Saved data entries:
※ ※ ※
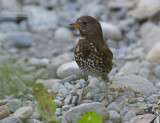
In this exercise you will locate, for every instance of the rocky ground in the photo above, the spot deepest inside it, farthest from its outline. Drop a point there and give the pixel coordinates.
(36, 46)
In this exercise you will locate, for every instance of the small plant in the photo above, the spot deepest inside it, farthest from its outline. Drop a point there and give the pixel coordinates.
(90, 117)
(46, 105)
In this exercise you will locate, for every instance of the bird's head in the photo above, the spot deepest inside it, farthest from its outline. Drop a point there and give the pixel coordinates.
(89, 27)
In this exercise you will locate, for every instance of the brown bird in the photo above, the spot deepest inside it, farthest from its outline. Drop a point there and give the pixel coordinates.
(91, 53)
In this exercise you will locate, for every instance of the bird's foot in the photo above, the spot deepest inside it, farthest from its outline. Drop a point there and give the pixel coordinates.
(106, 97)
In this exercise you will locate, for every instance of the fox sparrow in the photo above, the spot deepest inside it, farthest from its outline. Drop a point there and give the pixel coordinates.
(91, 53)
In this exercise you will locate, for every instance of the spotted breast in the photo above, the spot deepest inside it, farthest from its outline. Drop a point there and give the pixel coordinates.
(92, 58)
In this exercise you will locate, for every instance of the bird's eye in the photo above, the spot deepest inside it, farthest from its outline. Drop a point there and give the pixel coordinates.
(84, 22)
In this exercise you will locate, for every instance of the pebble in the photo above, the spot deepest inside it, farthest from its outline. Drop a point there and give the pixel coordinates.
(21, 40)
(133, 83)
(68, 99)
(62, 91)
(58, 111)
(2, 95)
(68, 86)
(33, 121)
(145, 9)
(157, 71)
(36, 21)
(75, 113)
(114, 106)
(58, 103)
(128, 116)
(11, 119)
(14, 104)
(133, 100)
(154, 54)
(123, 111)
(4, 112)
(152, 99)
(114, 116)
(4, 102)
(144, 72)
(138, 111)
(74, 100)
(66, 107)
(111, 31)
(23, 113)
(68, 69)
(66, 38)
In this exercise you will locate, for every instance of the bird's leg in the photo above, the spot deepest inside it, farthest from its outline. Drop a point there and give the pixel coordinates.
(106, 97)
(82, 93)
※ ※ ※
= YOUR TASK =
Every entry must be transcribed exactly. Pictures do not belong in the copy.

= TASK OUTPUT =
In this exercise you will locate, for every instance of the rocky ground in the photo above, the spot deepest inside it, farthest from its outline. Drop a point there and give the pixel coordinates.
(36, 46)
In this exercise you will locate, for every instance of the small plant in the photo above, the spot deepest inside it, farthest from its outline. Drop a point there and give the pixel coordinates.
(90, 117)
(46, 105)
In this exercise you will locate, for every instance of the bird's head in the photo above, the spot deepest inside it, farthest from its outline. Drop a point there and give the pixel coordinates.
(89, 27)
In this exercise you will locate, for every instance of the brown bird in the photo above, the spot deepest inside it, farthest from its outline. Drop a point there and give the pixel coordinates.
(91, 53)
In this exercise you will locate, for every instance of the bird's foot in the photo above, the spot deepest inside it, farthest from its outline. Drop a point there and give the pixel coordinates.
(106, 97)
In this exercise you will locate, for every instance of the fox sparrow in the photo above, the spot deepest inside it, farthest from its outline. Drop a point there and give the pixel coordinates.
(91, 53)
In this exercise you will locate, for every instance of the spotted breast in the photo above, the spot deepest inside it, farthest from its outline. Drop a point there and give the pixel coordinates.
(92, 58)
In this exercise you will locate, for every instance of the bird's eye in the photo above, the spot deepest inside it, farthest from its outline. Drop a point there and give the pixel coordinates.
(84, 22)
In this exercise you will locate, for every instance of the pebble in the photo above, the spot deepest inside it, farthest from its outline. Drop a point there and give the pixel coordinates.
(21, 40)
(133, 83)
(68, 99)
(62, 91)
(58, 111)
(2, 95)
(68, 86)
(33, 121)
(145, 9)
(157, 71)
(36, 21)
(75, 113)
(114, 106)
(58, 103)
(128, 116)
(11, 119)
(14, 104)
(133, 100)
(154, 54)
(123, 111)
(4, 112)
(152, 99)
(114, 116)
(4, 102)
(144, 72)
(138, 111)
(74, 100)
(66, 107)
(111, 31)
(23, 113)
(68, 69)
(66, 38)
In this exercise you will locate, for every instance of the bird's leg in the photo above, the spot deepest inside it, farthest from its outline. Drop a point there and give the pixel coordinates.
(106, 97)
(82, 93)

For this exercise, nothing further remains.